• [Exercise description]:
Tell how many lines contain the string "outline" in the material underneath; the reply is that number and no more.

• [Dataset records]:
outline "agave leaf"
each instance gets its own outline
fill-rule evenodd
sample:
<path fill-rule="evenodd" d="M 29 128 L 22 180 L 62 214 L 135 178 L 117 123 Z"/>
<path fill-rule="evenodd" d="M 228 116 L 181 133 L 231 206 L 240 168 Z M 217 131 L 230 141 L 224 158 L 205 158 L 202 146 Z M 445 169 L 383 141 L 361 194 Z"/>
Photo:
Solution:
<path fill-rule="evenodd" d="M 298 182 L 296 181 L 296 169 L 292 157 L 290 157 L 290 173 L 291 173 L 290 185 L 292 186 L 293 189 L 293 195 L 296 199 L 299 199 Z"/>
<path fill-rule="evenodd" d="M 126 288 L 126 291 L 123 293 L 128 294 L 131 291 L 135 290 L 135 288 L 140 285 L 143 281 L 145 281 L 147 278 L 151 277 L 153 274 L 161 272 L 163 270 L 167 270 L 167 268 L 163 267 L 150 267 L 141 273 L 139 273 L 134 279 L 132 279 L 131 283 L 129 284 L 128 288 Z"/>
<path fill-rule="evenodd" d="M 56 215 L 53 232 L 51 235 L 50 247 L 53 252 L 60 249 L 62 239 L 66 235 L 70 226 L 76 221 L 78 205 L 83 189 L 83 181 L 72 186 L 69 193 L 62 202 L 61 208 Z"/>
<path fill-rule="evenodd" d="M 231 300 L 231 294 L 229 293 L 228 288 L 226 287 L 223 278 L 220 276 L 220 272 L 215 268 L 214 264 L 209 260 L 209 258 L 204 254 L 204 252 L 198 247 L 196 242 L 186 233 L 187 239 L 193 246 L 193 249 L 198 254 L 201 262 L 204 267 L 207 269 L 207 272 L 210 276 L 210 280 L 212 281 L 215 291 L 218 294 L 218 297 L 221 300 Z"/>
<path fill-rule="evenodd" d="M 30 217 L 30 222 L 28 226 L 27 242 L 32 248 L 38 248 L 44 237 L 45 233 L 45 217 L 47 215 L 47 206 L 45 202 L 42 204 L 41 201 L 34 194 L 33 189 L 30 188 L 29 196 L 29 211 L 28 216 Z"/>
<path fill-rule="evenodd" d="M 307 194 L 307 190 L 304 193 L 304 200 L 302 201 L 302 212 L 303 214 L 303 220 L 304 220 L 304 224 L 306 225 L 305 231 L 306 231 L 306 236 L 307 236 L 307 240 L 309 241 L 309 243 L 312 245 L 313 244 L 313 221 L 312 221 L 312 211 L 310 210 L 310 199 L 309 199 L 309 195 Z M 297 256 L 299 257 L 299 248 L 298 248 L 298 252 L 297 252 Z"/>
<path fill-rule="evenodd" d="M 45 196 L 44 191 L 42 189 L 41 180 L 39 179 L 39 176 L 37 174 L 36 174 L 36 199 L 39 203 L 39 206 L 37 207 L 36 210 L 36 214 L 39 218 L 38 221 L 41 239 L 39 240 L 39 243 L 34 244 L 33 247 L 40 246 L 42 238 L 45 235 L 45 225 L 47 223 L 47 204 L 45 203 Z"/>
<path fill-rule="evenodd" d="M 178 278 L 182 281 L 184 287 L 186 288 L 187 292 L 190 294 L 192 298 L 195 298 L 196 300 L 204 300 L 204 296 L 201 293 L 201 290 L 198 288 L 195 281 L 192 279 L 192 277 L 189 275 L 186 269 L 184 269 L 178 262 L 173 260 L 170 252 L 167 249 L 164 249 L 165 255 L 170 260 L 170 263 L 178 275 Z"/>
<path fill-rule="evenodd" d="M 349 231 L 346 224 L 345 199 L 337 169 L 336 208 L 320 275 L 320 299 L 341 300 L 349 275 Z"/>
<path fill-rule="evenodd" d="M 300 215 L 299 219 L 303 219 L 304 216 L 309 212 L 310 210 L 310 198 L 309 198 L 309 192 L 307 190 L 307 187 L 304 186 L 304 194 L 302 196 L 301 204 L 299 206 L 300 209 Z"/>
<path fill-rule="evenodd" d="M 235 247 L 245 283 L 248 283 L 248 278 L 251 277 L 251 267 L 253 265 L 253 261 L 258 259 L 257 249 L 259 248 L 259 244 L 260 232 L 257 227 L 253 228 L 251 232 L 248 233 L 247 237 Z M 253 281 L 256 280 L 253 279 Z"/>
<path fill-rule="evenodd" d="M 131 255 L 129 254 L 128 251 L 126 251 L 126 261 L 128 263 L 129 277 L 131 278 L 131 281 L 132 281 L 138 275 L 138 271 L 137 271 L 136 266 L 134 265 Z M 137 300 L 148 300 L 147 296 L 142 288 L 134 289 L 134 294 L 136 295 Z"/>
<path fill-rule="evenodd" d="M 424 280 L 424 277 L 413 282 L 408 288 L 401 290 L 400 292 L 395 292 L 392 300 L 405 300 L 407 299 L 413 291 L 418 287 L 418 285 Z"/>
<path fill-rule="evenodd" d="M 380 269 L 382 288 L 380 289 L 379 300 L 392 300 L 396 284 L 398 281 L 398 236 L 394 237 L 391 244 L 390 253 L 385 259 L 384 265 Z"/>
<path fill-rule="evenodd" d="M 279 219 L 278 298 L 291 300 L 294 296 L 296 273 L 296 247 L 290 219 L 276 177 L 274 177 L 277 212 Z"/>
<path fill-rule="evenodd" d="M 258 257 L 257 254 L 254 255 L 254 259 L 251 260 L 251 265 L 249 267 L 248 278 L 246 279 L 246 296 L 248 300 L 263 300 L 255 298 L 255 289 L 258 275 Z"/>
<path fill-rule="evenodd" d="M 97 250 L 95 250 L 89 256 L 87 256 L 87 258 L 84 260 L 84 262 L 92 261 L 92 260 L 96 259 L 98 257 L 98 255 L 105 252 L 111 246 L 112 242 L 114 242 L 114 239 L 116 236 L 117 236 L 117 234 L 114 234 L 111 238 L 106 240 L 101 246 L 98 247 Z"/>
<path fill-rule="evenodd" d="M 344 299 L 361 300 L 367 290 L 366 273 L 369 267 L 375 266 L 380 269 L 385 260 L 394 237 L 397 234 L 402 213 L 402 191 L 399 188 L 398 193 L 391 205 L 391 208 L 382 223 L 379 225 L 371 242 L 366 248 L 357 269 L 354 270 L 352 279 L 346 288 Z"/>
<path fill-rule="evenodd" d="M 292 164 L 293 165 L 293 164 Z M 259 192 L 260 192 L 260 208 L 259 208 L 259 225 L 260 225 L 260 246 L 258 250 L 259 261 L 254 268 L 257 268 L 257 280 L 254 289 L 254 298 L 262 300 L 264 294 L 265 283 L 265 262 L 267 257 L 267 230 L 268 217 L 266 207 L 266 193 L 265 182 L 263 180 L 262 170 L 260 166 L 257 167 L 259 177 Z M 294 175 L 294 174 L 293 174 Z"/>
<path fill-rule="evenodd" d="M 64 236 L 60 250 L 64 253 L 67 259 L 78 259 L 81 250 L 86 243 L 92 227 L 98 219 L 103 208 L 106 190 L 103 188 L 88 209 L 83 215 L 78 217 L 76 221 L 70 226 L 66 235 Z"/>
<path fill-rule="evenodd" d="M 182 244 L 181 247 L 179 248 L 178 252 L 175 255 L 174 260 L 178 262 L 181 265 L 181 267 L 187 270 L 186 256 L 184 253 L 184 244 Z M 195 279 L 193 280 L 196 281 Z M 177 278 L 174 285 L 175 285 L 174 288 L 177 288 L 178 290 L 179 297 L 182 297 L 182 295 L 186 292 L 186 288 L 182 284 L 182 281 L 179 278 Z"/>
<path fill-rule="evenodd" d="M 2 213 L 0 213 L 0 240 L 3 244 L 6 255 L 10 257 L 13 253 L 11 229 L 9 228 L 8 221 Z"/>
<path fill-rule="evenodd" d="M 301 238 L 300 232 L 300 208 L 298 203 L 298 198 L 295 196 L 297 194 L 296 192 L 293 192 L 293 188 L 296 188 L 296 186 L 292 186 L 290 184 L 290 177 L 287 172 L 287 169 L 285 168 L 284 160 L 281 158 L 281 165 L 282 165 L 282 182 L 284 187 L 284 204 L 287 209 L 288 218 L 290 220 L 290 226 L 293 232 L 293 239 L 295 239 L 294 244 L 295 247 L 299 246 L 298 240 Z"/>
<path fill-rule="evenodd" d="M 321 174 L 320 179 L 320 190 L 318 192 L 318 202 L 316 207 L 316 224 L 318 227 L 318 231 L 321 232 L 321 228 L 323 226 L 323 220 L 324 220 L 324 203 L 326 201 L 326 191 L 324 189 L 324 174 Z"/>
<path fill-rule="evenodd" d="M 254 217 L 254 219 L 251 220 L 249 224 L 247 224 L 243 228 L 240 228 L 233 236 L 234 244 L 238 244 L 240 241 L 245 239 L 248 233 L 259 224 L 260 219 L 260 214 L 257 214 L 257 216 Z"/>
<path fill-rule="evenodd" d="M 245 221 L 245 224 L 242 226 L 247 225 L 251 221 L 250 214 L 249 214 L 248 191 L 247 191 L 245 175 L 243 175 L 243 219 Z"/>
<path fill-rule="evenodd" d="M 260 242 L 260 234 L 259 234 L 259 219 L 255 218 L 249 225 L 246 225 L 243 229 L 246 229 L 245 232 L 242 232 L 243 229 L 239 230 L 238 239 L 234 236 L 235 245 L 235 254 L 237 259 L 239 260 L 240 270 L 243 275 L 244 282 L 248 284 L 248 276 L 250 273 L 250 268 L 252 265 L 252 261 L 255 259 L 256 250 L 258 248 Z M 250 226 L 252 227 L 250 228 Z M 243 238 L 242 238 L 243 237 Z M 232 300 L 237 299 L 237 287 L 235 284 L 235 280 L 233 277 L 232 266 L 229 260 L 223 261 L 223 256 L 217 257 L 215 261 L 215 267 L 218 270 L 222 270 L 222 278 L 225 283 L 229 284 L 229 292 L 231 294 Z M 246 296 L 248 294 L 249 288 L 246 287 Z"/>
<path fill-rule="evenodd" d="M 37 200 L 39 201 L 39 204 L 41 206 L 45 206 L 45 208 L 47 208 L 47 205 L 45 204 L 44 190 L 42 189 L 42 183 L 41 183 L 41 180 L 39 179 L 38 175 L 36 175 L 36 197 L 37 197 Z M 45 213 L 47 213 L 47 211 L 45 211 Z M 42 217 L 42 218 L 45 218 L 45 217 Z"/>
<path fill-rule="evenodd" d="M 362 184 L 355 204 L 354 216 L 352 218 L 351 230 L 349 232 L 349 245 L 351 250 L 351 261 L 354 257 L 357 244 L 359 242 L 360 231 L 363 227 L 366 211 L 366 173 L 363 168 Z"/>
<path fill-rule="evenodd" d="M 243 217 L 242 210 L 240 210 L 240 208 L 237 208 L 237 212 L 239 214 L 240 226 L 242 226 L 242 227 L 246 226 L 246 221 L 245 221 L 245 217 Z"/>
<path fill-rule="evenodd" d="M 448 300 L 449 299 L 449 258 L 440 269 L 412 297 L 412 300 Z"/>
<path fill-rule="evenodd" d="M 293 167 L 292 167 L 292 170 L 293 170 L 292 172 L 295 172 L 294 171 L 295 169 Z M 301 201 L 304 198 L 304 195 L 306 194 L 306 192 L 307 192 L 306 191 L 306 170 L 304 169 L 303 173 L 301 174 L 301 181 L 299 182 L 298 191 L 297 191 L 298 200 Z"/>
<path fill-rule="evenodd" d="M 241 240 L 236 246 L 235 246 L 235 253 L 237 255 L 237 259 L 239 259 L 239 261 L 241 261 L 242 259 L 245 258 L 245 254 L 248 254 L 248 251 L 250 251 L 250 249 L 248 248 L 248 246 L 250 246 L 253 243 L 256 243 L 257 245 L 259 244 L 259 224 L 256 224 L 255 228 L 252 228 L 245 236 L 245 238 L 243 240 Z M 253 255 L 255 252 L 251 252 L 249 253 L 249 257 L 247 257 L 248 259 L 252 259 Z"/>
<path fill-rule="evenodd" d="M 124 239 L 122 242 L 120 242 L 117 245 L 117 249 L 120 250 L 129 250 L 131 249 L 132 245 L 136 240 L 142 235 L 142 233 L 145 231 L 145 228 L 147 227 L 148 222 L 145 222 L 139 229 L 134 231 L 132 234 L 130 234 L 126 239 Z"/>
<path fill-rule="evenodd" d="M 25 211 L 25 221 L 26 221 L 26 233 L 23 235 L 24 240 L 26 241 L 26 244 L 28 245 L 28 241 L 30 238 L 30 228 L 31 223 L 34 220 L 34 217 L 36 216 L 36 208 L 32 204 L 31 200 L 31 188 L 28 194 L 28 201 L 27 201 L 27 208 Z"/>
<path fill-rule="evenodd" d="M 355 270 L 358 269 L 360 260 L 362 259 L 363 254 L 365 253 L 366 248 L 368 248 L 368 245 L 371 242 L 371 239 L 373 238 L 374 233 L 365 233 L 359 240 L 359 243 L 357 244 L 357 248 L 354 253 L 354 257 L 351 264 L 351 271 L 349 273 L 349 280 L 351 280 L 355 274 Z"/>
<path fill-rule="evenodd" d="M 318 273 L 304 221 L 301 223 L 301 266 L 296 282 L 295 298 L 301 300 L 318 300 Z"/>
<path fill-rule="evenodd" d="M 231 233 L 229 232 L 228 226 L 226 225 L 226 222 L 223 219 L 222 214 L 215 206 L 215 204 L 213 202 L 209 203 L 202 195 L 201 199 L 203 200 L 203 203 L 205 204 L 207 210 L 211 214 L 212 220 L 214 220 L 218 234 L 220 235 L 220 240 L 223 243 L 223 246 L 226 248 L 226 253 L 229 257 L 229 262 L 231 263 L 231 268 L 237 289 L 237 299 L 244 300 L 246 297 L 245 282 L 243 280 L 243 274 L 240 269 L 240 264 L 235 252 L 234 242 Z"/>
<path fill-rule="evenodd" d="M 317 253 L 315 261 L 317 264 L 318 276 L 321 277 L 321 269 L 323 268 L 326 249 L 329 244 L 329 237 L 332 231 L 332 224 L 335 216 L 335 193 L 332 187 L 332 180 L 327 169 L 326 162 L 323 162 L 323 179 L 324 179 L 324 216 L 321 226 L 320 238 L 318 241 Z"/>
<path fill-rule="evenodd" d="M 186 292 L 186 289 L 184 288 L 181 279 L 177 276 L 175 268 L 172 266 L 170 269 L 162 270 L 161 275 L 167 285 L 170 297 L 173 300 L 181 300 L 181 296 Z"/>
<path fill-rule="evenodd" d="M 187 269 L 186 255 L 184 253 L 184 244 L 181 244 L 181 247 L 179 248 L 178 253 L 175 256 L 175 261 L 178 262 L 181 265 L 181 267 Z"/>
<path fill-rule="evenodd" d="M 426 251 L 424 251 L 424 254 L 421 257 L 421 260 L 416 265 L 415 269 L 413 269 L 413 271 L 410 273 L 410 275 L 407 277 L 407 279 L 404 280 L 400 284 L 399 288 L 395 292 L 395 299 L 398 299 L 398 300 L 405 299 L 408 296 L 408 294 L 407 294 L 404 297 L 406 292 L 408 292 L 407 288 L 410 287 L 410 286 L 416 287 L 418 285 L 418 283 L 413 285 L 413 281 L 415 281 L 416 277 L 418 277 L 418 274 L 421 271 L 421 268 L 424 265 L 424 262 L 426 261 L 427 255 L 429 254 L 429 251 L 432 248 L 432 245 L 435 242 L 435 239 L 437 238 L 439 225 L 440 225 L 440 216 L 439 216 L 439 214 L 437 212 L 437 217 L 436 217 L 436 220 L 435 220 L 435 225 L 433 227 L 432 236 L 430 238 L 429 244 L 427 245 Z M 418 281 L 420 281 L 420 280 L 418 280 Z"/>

• [Exercise result]:
2